- **Voci di annotazione con coordinate**
----

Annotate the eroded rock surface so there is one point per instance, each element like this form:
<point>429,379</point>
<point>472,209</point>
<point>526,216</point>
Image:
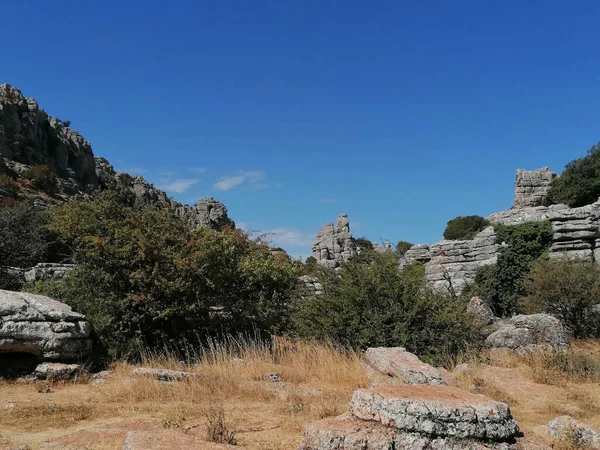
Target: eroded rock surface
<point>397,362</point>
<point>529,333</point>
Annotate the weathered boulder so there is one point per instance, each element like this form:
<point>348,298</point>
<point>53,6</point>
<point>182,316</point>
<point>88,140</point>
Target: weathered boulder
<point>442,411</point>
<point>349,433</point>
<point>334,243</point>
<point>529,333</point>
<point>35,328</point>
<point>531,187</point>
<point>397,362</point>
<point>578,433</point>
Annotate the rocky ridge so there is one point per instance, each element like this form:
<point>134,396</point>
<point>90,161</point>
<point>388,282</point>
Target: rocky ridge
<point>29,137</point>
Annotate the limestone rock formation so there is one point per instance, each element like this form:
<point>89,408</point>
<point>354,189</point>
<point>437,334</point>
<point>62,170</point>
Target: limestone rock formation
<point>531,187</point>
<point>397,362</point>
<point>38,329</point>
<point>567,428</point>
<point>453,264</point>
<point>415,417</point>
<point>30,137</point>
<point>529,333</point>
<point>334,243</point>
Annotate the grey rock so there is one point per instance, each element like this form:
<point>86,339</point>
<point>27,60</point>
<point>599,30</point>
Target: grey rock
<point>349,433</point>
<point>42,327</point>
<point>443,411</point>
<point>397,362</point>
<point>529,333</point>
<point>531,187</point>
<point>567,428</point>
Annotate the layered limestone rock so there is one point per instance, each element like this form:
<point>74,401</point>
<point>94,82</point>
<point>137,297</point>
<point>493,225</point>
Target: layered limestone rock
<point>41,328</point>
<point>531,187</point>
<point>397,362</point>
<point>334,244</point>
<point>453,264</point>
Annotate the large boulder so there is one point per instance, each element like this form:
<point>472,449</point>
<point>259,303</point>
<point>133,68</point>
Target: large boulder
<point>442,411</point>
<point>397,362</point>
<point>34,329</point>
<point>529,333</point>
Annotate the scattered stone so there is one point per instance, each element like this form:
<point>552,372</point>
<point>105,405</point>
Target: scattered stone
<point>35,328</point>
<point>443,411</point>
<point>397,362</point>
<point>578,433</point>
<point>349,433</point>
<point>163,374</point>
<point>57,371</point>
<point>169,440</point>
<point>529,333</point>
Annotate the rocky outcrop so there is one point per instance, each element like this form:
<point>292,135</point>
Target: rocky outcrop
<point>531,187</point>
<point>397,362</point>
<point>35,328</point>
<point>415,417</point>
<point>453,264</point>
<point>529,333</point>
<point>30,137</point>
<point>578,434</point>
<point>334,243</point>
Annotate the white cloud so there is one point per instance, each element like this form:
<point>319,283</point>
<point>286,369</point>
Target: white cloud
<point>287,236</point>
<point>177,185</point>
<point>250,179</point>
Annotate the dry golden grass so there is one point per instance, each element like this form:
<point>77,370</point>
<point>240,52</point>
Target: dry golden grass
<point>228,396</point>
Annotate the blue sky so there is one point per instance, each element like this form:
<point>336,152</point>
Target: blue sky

----

- **Quesito**
Riporti tutte le righe dei dati sostituendo "Annotate" con "Mark" e lasciando invariato tutto il resto. Ometta le immagini dalla risposta.

- **Risposta**
Mark the eroded rock surface so there is one point per instance, each element like this form:
<point>429,379</point>
<point>472,209</point>
<point>526,216</point>
Image:
Target: eroded rock surface
<point>397,362</point>
<point>529,333</point>
Mark the weathered boulder so there is one point per instance, each element like this form:
<point>348,298</point>
<point>53,6</point>
<point>182,316</point>
<point>88,140</point>
Target: weathered boulder
<point>442,411</point>
<point>349,433</point>
<point>334,243</point>
<point>529,333</point>
<point>35,328</point>
<point>531,187</point>
<point>397,362</point>
<point>578,433</point>
Mark the rocky ridge so there is one point per instance, each element like this form:
<point>134,396</point>
<point>90,161</point>
<point>388,282</point>
Target: rocky ridge
<point>29,137</point>
Mark the limestone rock formation so there is one point per instance, each element like this form:
<point>89,408</point>
<point>354,189</point>
<point>437,334</point>
<point>62,170</point>
Target: limestone rock formation
<point>531,187</point>
<point>397,362</point>
<point>38,329</point>
<point>567,428</point>
<point>453,264</point>
<point>415,417</point>
<point>30,137</point>
<point>529,333</point>
<point>334,243</point>
Mark the grey rock so there is one point per instance, each element like this form:
<point>86,339</point>
<point>27,60</point>
<point>599,30</point>
Target: grey rock
<point>349,433</point>
<point>42,327</point>
<point>443,411</point>
<point>397,362</point>
<point>529,333</point>
<point>531,187</point>
<point>567,428</point>
Mark the layered limestone rock so there is one point per instance, each element like this form:
<point>74,401</point>
<point>94,82</point>
<point>137,297</point>
<point>493,225</point>
Target: layered limestone rock
<point>41,328</point>
<point>531,187</point>
<point>397,362</point>
<point>334,244</point>
<point>453,264</point>
Mark the large boulder so there is one point per instance, each element like this form:
<point>472,449</point>
<point>259,303</point>
<point>133,68</point>
Target: large boulder
<point>442,411</point>
<point>397,362</point>
<point>34,329</point>
<point>529,333</point>
Mark the scattered stone so there is one point per instance, each element like this form:
<point>552,372</point>
<point>105,405</point>
Target: scattered stone
<point>35,328</point>
<point>443,411</point>
<point>397,362</point>
<point>578,433</point>
<point>349,433</point>
<point>163,374</point>
<point>57,371</point>
<point>169,440</point>
<point>529,333</point>
Mark the rocky outcrop so there is one point per instance, each element like this form:
<point>292,135</point>
Target: rocky outcrop
<point>531,187</point>
<point>397,362</point>
<point>35,328</point>
<point>415,417</point>
<point>453,264</point>
<point>529,333</point>
<point>30,137</point>
<point>578,434</point>
<point>334,243</point>
Mark the white cloud so there is one point per instance, each element like this form:
<point>319,283</point>
<point>286,369</point>
Target: white cloud
<point>287,236</point>
<point>177,185</point>
<point>250,179</point>
Mark the dry golden grass so there is one point per instance, each element like this form:
<point>77,370</point>
<point>240,52</point>
Target: dry golden grass
<point>228,396</point>
Mark the blue sky so there is one point per instance, each element like this form:
<point>336,152</point>
Target: blue sky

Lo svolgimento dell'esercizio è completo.